**Your assignment**
Nothing in the data should be left out or altered when it is retyped.
Data section START
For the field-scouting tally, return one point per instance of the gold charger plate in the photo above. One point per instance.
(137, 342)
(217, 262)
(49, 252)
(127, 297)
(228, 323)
Data section END
**Solved exercise**
For the field-scouting tally, return one point per instance of the gold charger plate in the photo above. One point per instance.
(137, 342)
(217, 262)
(49, 252)
(127, 297)
(228, 323)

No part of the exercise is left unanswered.